DATA

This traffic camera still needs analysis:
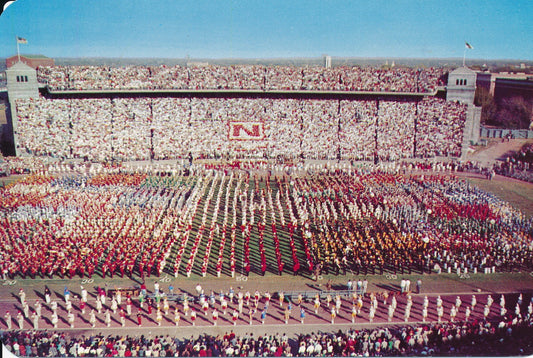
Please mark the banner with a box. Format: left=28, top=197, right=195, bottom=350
left=228, top=121, right=265, bottom=141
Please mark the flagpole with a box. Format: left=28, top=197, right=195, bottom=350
left=15, top=36, right=20, bottom=62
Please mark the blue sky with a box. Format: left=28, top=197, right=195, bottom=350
left=0, top=0, right=533, bottom=60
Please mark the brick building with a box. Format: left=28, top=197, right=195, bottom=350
left=6, top=55, right=54, bottom=69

PROMPT
Please convert the data above into a Markdown table with the columns Row and Text, one numbered row per line and no blank lines. Leave the pictures out.

ANSWER TO THE TASK
| Row | Text |
|---|---|
| 1 | This traffic camera still needs analysis: |
| 2 | Please mark the banner with a box. Format: left=28, top=197, right=195, bottom=350 |
| 3 | left=228, top=121, right=265, bottom=141 |
| 4 | Please mark the flagpole with a box. Format: left=28, top=197, right=195, bottom=350 |
| 5 | left=15, top=36, right=20, bottom=62 |
| 6 | Please mark the blue sky with a box. Format: left=28, top=197, right=195, bottom=350 |
| 7 | left=0, top=0, right=533, bottom=60 |
| 8 | Please mark the brick building with a box. Format: left=28, top=197, right=195, bottom=350 |
| 9 | left=6, top=55, right=54, bottom=69 |